■ TRY IT
Do these statements agree with the text on pain relief after surgery below? (a) Tumescent anesthesia was first developed so liposuction could be done in an office without general anesthesia. (b) Tumescence is used in rhinoplasty. (c) Using tumescence raises the cost of a procedure. For each, answer yes or no and quote the deciding words from the text.

--- TEXT SECTION ---

Help with Pain Relief After Surgery Columbus OH
The fear of pain after surgery is what causes some patients to delay elective cosmetic surgery until they can 'get up the nerve.' It does not have to be that way. There are some simple, low to no cost treatments that can be done at the time of surgery to markedly reduce pain and ease the recovery.
Local Injections
It was shown in the orthopedic literature four decades ago that when you dramatically reduce a patient's pain before they arise from the anesthetic, they take much less pain medication in the long run. Therefore, the simple process of injecting local anesthetic into the area of surgery just prior to closure can substantially reduce a patient's pain; sometimes such complete relief that they wind up taking no pain pills at all.
Tumescence
One way to do this is in the use of tumescent fluid. Standard tumescence includes a very dilute concentration of xylocaine and epinephrine. The xylocaine is a local anesthetic commonly used in dental offices and provides anesthesia to the area in which it is injected. The epinephrine constricts blood vessels to reduce bleeding during surgery and delays the absorption of the local anesthetic so that the effects last longer. Tumescent anesthesia was originally developed so that liposuction could be performed without general anesthesia in an office setting.
Bupivacaine
By adding bupivacaine, a much longer last local anesthetic, to the mixture, the effects can last for many hours. This is particularly helpful in bigger procedures such as tummy tucks where the pain from the muscle-tightening portion of the procedure can be significant. Using this mixture in virtually all of my abdominoplasty cases, I have had many patients take nothing but acetaminophen after their procedures and most others off of narcotics in just a few days.
Procedures
Use of tumescence adds no cost and only a few minutes to the procedure but can drastically improve a patient's recovery. I find that it helps with facelifts, neck lifts, breast augmentation, breast lifts, breast reductions, tummy tucks, liposuction, arm lifts and thigh lifts. In other words, almost every procedure I do except eyelid surgery, rhinoplasty and otoplasty (cosmetic ear surgery) where there is no room to infiltrate the tumescence.
Difference Maker
At the Upper Arlington Surgery Center (aka Riverside Outpatient Surgery Center), where I perform the majority of my procedures, it is not uncommon for new nurses in the recovery room to ask me why my patients do so much better than other patients who have the same procedures by other surgeons as they notice that my patients tend to have less pain in the immediate postoperative period. I simply explain to them my use of tumescence in the operating room during surgery and they understand.
Less Constipation
As a result of patients taking fewer narcotics after surgery, they have fewer problems with opioid induced constipation, which can be debilitating and difficult to treat when it gets severe. To prevent this, we also recommend that patients start stool softeners and laxatives as well as significantly increase their fiber intake prior to any procedure where they may be taking pain medications.

--- SUPPLIED DATA ---

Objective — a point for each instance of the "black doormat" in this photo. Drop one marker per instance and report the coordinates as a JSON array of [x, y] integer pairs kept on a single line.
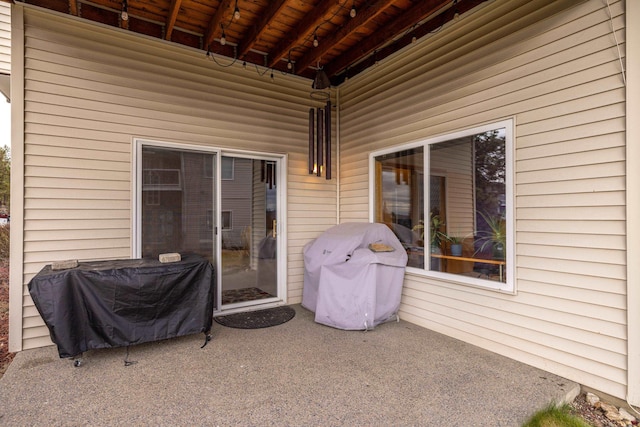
[[257, 319]]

---

■ RESPONSE
(a) Yes: "Tumescent anesthesia was originally developed so that liposuction could be performed without general anesthesia in an office setting."
(b) No: "almost every procedure I do except eyelid surgery, rhinoplasty and otoplasty (cosmetic ear surgery) where there is no room to infiltrate the tumescence."
(c) No: "Use of tumescence adds no cost and only a few minutes to the procedure"